◆ TO DO ◆
Rewrite every one of the following rows with "UI grounding task" changed to "visual grounding task" and nothing else altered, leaving the pictures out.

◆ RECORDS TO USE ◆
# # # #

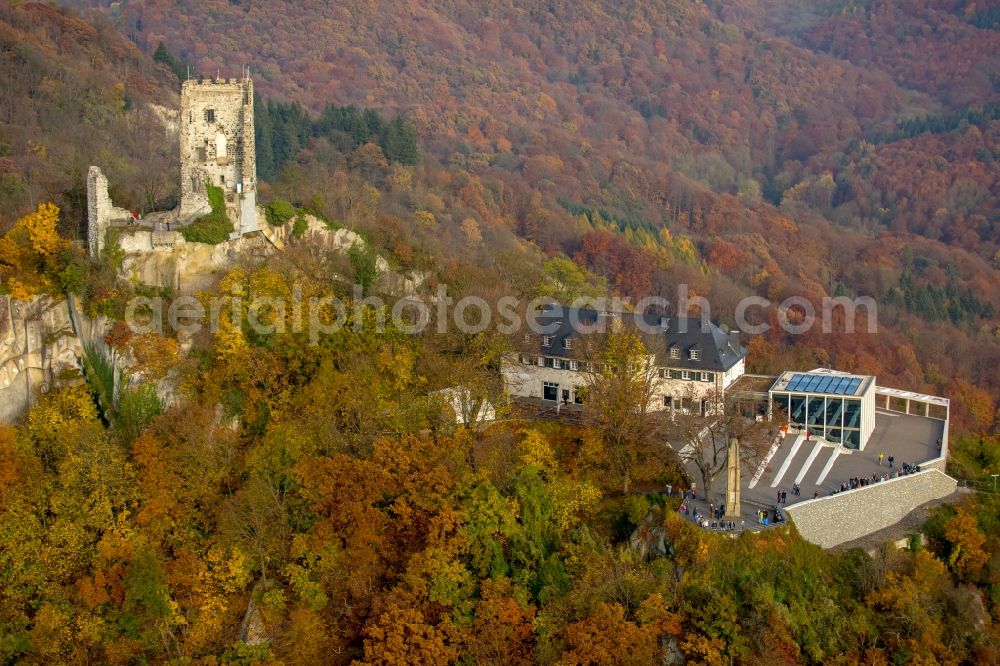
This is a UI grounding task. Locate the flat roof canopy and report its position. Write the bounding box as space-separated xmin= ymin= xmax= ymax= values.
xmin=771 ymin=370 xmax=875 ymax=397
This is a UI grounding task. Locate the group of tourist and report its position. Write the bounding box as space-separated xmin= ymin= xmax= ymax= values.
xmin=677 ymin=493 xmax=736 ymax=530
xmin=830 ymin=456 xmax=920 ymax=495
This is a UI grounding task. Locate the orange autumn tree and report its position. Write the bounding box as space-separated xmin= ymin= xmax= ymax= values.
xmin=0 ymin=203 xmax=70 ymax=301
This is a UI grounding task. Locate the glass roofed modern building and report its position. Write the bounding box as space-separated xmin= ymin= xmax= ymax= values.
xmin=768 ymin=369 xmax=875 ymax=449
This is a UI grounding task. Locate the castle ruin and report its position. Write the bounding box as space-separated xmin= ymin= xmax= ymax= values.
xmin=179 ymin=76 xmax=257 ymax=233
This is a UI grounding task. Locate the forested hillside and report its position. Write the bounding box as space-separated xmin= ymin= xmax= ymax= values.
xmin=0 ymin=3 xmax=178 ymax=239
xmin=0 ymin=0 xmax=1000 ymax=666
xmin=62 ymin=0 xmax=1000 ymax=427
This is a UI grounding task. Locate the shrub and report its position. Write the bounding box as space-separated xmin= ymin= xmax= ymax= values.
xmin=264 ymin=199 xmax=298 ymax=227
xmin=181 ymin=183 xmax=233 ymax=245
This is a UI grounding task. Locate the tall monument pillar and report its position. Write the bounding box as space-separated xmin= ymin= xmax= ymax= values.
xmin=725 ymin=437 xmax=742 ymax=520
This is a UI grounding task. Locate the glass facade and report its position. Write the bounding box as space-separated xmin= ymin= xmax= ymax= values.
xmin=772 ymin=392 xmax=861 ymax=449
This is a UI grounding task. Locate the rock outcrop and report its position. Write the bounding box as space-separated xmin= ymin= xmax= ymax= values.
xmin=0 ymin=296 xmax=83 ymax=423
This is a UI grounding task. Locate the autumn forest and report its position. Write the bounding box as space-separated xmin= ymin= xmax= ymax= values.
xmin=0 ymin=0 xmax=1000 ymax=665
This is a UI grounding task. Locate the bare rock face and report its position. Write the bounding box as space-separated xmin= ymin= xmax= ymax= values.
xmin=0 ymin=296 xmax=83 ymax=423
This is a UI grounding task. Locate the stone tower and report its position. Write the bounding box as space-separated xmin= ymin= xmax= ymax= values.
xmin=180 ymin=76 xmax=258 ymax=233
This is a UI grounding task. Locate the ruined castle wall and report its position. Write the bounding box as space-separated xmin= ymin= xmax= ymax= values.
xmin=180 ymin=79 xmax=257 ymax=228
xmin=785 ymin=469 xmax=958 ymax=548
xmin=87 ymin=166 xmax=132 ymax=257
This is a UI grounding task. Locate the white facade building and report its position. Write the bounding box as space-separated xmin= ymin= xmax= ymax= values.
xmin=504 ymin=306 xmax=746 ymax=413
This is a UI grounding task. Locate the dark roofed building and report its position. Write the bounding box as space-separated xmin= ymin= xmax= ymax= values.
xmin=504 ymin=306 xmax=747 ymax=410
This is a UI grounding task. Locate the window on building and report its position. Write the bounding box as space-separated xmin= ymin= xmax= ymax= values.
xmin=542 ymin=382 xmax=559 ymax=402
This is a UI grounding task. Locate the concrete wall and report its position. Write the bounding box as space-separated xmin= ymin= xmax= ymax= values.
xmin=180 ymin=79 xmax=257 ymax=231
xmin=786 ymin=469 xmax=958 ymax=548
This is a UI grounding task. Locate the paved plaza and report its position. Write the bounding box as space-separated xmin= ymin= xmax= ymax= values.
xmin=672 ymin=411 xmax=944 ymax=529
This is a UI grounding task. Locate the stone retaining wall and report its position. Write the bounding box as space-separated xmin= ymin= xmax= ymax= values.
xmin=786 ymin=468 xmax=958 ymax=548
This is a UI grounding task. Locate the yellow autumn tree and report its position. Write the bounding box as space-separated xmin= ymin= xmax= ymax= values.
xmin=0 ymin=203 xmax=69 ymax=301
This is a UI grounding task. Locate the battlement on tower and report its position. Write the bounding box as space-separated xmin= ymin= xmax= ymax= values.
xmin=179 ymin=72 xmax=258 ymax=233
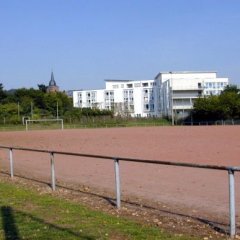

# # # #

◆ SOLUTION ◆
This is a visual grounding task. Locate the flat roof canopy and report its position. Write the bounding box as space-separated xmin= ymin= xmax= ymax= values.
xmin=771 ymin=370 xmax=875 ymax=397
This is a visual grounding task. Locate the group of tourist and report its position. Write the bounding box as space-separated xmin= ymin= xmax= ymax= values.
xmin=677 ymin=493 xmax=736 ymax=530
xmin=830 ymin=456 xmax=920 ymax=495
This is a visual grounding task. Locate the orange autumn tree and report its position. Write the bounding box as space-separated xmin= ymin= xmax= ymax= values.
xmin=0 ymin=203 xmax=70 ymax=301
This is a visual grounding task. Locate the glass roofed modern building and report its position. Write the bounding box as space-separated xmin= ymin= xmax= ymax= values.
xmin=768 ymin=369 xmax=875 ymax=449
This is a visual grounding task. Locate the castle ruin and report its position. Write the bounding box as space-separated xmin= ymin= xmax= ymax= values.
xmin=179 ymin=76 xmax=257 ymax=233
This is a visual grounding task. Locate the forested hillside and report its position. Write the bounding box as space-separated xmin= ymin= xmax= ymax= values.
xmin=0 ymin=3 xmax=178 ymax=239
xmin=0 ymin=0 xmax=1000 ymax=666
xmin=62 ymin=0 xmax=1000 ymax=427
This is a visual grounding task. Locate the shrub and report its position. Write the bounding box as space-separated xmin= ymin= xmax= ymax= values.
xmin=264 ymin=199 xmax=298 ymax=227
xmin=181 ymin=183 xmax=233 ymax=245
This is a visual grounding task. Locate the tall monument pillar and report its position. Write the bounding box as space-separated xmin= ymin= xmax= ymax= values.
xmin=725 ymin=437 xmax=742 ymax=520
This is a visual grounding task. Locate the glass facade and report its position. Write the bounding box as space-separated xmin= ymin= xmax= ymax= values.
xmin=772 ymin=392 xmax=861 ymax=449
This is a visual grounding task. Locate the rock outcrop and report its position. Write the bounding box as space-separated xmin= ymin= xmax= ymax= values.
xmin=0 ymin=296 xmax=83 ymax=423
This is a visual grounding task. Locate the autumn forest and report its position. Write the bounding box as space-separated xmin= ymin= xmax= ymax= values.
xmin=0 ymin=0 xmax=1000 ymax=665
This is a visual grounding task. Locate the bare rock face and report its position. Write the bounding box as space-separated xmin= ymin= xmax= ymax= values.
xmin=0 ymin=296 xmax=83 ymax=423
This is a visual grounding task. Locate the stone tower and report its position. Write the bounding box as space-separated xmin= ymin= xmax= ymax= values.
xmin=180 ymin=76 xmax=258 ymax=233
This is a visual grounding task. Locate the ruined castle wall and report its position. Write the bounding box as space-separated xmin= ymin= xmax= ymax= values.
xmin=180 ymin=79 xmax=257 ymax=228
xmin=785 ymin=469 xmax=958 ymax=548
xmin=87 ymin=166 xmax=132 ymax=257
This is a visual grounding task. Locate the white facade building and report its position. Write the bounding box as space-separated xmin= ymin= xmax= ymax= values.
xmin=504 ymin=306 xmax=746 ymax=413
This is a visual grounding task. Locate the dark roofed building and report its position. Write the bounding box as space-separated xmin= ymin= xmax= ymax= values.
xmin=504 ymin=306 xmax=747 ymax=410
This is a visual grounding task. Locate the window on building and report its position. Write the bounding box as space-separated xmin= ymin= xmax= ymax= values.
xmin=542 ymin=382 xmax=559 ymax=402
This is a visual grounding task. Locate the concrete wall and report its position. Write the bounding box as space-separated xmin= ymin= xmax= ymax= values.
xmin=180 ymin=79 xmax=257 ymax=231
xmin=786 ymin=469 xmax=958 ymax=548
This is a visual grounding task. Locate the paved plaza and report its position. Write the bounding box as space-separated xmin= ymin= xmax= ymax= values.
xmin=672 ymin=411 xmax=944 ymax=529
This is a visual grounding task. Locate the stone retaining wall and report its position. Write the bounding box as space-separated xmin= ymin= xmax= ymax= values.
xmin=786 ymin=468 xmax=958 ymax=548
This is a visual grounding task. Locate the yellow autumn tree and report its position. Write the bounding box as space-separated xmin= ymin= xmax= ymax= values.
xmin=0 ymin=203 xmax=69 ymax=301
This is a visual grounding task. Locate the battlement on tower and report its position. Write the bounding box as space-separated xmin= ymin= xmax= ymax= values.
xmin=179 ymin=72 xmax=258 ymax=233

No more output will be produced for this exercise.